* Short task
Locate every line in the rows below that contains the string "grass", and copy each of those lines. Case counts.

* Input rows
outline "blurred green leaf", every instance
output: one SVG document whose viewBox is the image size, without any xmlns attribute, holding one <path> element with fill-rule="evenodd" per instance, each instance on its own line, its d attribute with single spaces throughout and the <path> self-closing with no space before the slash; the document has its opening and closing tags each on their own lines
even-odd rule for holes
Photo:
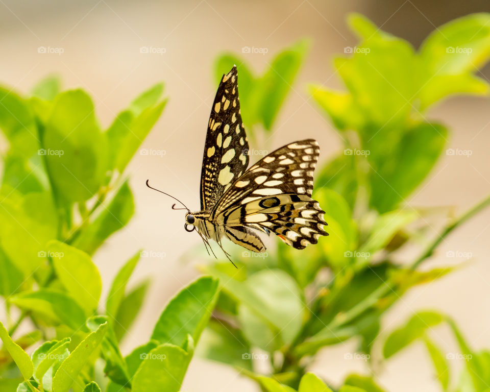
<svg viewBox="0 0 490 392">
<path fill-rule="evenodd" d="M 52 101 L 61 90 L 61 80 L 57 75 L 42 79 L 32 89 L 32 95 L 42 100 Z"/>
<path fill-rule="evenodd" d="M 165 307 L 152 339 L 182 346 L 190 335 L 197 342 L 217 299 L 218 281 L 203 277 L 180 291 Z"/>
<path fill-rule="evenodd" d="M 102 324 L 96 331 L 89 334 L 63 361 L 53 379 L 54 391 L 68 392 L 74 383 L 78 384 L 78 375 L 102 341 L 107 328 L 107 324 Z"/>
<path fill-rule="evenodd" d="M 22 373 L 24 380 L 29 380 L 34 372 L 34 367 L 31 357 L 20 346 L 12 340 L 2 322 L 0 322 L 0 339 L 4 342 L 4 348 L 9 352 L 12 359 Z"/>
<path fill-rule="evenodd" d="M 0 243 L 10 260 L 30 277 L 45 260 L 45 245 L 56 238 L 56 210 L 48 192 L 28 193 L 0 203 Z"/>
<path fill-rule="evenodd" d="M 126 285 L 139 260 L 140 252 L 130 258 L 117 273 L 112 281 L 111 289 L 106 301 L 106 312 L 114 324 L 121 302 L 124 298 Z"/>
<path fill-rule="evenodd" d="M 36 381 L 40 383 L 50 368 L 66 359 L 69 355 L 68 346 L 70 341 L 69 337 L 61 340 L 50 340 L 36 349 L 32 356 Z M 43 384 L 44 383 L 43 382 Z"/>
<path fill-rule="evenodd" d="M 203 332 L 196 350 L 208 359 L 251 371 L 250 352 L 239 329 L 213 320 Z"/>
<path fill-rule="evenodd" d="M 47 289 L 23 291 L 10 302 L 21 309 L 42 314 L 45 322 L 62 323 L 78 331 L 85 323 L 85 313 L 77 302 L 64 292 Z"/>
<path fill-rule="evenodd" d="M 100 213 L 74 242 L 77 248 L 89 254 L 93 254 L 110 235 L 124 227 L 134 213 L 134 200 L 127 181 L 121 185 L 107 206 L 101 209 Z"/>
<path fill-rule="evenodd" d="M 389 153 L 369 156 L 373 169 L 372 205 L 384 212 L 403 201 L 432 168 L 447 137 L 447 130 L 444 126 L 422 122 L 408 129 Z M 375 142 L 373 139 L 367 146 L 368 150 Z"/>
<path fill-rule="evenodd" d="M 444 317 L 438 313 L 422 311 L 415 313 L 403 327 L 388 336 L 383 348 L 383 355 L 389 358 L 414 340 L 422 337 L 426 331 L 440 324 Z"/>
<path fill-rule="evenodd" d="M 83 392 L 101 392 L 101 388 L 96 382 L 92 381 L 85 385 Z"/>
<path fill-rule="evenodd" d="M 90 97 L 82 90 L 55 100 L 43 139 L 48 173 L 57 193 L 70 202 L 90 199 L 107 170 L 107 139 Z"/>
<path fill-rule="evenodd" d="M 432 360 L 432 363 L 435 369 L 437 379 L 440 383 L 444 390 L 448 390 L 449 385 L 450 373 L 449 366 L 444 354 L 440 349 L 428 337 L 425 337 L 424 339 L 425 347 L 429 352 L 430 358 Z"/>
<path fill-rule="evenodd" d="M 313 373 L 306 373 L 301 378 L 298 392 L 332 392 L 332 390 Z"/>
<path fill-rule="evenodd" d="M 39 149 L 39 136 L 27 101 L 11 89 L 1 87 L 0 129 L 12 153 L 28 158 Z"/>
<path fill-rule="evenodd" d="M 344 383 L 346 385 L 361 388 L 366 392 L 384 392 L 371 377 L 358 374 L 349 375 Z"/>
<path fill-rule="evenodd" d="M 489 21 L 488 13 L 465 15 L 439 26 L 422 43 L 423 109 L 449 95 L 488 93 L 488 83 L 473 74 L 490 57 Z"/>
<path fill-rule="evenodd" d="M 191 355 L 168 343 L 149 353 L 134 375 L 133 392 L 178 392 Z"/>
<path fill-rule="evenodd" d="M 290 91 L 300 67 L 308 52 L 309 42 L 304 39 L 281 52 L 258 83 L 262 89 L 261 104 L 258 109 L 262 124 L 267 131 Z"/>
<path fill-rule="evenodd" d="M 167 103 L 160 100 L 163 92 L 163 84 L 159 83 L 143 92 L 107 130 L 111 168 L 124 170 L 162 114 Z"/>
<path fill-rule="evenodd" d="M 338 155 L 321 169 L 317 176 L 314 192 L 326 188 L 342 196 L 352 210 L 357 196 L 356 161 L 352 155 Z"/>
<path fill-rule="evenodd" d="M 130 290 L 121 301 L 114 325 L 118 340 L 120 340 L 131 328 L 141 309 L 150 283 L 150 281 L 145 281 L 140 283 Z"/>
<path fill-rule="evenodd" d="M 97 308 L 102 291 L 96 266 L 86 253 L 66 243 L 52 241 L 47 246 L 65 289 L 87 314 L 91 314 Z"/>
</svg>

==

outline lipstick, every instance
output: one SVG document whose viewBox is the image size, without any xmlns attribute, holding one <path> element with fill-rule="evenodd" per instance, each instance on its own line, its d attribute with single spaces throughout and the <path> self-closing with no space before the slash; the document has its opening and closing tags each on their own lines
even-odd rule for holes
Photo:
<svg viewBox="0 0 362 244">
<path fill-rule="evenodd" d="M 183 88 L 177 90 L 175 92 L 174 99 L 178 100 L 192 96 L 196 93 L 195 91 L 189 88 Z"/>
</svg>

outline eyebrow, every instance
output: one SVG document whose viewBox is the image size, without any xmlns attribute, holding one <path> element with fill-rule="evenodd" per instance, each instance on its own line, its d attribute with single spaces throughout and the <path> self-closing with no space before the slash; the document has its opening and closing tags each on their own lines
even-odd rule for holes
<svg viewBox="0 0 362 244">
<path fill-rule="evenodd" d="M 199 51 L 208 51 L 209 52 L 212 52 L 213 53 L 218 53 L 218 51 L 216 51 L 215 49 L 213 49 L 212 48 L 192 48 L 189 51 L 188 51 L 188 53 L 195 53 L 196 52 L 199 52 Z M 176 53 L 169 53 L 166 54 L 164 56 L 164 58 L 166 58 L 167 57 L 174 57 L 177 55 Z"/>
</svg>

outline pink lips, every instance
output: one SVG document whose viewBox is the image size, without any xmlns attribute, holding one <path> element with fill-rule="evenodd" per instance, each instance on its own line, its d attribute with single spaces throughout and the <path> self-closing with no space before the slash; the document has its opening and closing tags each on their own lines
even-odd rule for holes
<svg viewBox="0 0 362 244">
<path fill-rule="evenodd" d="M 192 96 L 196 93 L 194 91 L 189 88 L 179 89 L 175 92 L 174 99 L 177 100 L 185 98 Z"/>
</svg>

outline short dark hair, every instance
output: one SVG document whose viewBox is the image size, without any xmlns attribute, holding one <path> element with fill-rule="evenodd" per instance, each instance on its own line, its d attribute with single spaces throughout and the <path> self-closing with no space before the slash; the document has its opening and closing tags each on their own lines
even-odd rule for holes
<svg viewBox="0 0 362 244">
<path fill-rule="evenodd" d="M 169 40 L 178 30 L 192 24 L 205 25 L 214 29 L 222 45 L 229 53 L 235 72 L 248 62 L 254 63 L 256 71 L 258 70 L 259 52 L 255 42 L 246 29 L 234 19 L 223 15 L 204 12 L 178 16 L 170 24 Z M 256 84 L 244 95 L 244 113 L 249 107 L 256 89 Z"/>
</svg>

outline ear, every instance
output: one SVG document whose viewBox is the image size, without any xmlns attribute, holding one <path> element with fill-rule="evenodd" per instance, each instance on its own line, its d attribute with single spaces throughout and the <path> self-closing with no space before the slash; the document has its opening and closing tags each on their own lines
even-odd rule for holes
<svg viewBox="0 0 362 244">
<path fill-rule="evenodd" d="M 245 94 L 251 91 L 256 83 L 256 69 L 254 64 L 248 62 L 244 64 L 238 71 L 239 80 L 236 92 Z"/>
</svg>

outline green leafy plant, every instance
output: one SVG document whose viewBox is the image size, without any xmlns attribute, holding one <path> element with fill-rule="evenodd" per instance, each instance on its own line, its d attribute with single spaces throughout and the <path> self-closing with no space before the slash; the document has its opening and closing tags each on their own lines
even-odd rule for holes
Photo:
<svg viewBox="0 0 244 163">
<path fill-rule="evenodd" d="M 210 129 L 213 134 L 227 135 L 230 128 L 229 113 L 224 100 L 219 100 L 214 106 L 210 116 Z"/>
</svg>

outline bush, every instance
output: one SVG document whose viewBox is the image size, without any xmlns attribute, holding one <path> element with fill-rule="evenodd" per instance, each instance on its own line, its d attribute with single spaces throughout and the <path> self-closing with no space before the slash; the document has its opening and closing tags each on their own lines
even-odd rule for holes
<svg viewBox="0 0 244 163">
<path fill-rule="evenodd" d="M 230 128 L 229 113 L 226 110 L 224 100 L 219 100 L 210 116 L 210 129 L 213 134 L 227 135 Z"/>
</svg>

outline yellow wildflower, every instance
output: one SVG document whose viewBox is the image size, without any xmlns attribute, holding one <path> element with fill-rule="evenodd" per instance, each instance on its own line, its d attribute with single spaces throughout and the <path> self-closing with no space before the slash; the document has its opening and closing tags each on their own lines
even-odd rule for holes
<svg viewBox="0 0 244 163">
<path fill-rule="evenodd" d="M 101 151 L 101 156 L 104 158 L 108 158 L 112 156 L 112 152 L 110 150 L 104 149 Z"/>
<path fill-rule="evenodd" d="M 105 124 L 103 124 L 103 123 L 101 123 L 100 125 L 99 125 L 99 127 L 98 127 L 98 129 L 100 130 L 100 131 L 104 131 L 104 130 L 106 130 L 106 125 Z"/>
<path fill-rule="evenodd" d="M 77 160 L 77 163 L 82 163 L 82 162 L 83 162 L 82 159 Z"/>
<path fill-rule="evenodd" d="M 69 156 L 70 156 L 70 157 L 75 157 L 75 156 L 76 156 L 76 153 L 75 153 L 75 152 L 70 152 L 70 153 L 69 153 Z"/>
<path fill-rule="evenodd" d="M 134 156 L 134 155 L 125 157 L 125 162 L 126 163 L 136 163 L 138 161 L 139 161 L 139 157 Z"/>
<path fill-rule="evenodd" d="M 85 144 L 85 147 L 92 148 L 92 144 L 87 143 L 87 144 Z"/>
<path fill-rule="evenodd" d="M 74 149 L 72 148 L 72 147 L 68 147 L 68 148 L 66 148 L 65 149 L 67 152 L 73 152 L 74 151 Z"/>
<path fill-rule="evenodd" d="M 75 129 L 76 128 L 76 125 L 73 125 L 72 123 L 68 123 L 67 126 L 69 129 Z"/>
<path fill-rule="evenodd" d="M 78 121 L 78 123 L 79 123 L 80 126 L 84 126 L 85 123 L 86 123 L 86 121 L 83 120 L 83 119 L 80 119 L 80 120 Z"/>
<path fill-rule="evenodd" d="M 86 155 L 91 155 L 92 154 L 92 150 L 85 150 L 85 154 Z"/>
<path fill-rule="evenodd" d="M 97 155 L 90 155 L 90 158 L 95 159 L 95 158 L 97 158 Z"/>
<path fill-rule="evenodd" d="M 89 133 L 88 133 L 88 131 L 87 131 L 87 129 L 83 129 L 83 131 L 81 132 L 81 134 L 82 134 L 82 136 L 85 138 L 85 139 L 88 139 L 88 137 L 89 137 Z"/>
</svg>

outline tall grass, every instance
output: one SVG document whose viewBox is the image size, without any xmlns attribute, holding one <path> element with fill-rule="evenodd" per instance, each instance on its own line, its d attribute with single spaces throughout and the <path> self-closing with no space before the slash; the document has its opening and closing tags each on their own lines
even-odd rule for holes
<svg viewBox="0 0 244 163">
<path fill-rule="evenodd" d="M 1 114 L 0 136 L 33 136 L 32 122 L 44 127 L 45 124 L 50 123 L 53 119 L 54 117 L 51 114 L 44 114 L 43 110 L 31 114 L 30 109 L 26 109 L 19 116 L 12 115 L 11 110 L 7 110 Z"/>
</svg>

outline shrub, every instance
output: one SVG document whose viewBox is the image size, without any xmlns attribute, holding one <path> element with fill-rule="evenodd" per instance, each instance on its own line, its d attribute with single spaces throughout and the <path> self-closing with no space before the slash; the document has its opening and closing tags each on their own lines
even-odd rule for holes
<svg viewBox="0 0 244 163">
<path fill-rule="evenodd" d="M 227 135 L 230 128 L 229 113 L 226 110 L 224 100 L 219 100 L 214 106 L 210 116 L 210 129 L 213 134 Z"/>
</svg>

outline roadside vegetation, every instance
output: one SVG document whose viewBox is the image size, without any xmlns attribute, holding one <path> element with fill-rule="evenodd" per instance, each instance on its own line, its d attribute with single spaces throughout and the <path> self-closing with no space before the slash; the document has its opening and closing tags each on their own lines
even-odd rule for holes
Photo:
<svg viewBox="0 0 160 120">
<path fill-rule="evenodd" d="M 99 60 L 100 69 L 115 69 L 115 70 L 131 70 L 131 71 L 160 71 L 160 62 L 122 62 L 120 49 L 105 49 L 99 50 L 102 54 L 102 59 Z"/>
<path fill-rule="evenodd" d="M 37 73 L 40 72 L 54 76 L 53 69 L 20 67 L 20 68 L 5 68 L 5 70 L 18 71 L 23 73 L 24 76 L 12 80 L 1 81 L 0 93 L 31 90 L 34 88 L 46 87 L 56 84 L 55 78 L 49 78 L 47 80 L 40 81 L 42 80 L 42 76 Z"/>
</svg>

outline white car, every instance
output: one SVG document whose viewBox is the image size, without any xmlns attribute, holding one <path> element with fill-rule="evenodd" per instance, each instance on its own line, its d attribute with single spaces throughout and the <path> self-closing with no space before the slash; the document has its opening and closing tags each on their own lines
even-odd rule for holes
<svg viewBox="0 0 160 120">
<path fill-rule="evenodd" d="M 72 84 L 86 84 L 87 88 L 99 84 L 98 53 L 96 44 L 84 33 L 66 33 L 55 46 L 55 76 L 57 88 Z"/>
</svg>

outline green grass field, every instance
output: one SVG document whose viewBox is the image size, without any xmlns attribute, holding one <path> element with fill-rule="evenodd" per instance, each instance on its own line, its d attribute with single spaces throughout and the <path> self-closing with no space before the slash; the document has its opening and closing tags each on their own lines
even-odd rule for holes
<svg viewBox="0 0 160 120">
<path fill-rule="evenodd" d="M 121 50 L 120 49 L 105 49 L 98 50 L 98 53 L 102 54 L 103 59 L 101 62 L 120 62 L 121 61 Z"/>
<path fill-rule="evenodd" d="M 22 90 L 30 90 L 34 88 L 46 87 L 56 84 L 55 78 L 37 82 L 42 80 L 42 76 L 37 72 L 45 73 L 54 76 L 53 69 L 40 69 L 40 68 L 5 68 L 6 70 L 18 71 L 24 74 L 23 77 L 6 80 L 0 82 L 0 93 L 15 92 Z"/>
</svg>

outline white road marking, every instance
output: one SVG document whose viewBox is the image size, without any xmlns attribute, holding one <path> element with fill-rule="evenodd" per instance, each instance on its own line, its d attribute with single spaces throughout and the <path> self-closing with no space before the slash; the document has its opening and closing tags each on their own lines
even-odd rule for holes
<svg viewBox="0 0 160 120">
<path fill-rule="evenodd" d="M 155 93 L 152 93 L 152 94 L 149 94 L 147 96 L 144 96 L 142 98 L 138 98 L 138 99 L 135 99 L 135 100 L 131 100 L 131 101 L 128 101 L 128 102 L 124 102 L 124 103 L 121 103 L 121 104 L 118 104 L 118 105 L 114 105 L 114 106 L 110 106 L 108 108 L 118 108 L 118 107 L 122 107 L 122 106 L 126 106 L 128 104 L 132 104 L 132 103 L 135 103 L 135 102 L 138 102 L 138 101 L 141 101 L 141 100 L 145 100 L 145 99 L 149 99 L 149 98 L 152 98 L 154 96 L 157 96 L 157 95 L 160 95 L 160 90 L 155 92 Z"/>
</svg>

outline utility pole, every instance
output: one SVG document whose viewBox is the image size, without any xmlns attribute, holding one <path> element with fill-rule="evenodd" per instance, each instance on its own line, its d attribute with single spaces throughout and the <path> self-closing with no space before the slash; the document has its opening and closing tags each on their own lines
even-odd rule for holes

==

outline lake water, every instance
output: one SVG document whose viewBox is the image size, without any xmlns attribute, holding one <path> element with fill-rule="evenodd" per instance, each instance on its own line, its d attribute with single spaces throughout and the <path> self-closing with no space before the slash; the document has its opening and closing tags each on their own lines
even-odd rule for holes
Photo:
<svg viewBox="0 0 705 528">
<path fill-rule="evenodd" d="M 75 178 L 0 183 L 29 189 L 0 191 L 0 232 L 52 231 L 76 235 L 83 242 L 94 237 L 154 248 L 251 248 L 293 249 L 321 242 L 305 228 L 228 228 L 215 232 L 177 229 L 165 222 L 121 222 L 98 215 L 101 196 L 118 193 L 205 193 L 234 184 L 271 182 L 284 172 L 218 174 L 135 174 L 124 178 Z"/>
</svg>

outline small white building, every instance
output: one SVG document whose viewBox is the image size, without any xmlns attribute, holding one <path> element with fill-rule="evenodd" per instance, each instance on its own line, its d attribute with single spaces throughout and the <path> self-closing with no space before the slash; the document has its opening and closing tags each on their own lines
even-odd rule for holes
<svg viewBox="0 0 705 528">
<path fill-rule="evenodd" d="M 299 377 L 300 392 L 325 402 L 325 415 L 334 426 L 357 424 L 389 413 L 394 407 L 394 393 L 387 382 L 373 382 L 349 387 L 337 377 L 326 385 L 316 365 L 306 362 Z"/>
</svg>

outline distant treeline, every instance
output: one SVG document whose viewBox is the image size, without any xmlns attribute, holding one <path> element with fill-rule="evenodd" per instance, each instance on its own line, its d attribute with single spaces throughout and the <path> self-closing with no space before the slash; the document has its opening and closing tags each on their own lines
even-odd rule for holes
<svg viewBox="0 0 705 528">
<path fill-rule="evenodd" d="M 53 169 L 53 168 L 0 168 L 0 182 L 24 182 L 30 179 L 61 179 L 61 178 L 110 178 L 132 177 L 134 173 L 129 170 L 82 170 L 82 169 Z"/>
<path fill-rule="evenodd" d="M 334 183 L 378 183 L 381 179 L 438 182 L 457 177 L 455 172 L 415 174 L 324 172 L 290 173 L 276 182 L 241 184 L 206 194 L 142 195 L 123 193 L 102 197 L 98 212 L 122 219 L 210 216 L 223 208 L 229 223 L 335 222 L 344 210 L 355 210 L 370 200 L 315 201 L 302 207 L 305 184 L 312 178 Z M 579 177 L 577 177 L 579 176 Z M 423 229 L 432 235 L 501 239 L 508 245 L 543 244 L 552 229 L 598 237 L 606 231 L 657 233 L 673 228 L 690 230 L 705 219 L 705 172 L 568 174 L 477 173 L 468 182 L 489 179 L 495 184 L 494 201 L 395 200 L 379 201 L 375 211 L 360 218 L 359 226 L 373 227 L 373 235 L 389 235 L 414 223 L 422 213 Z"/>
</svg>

* Solution to this task
outline tall grass, every instance
outline green grass field, every instance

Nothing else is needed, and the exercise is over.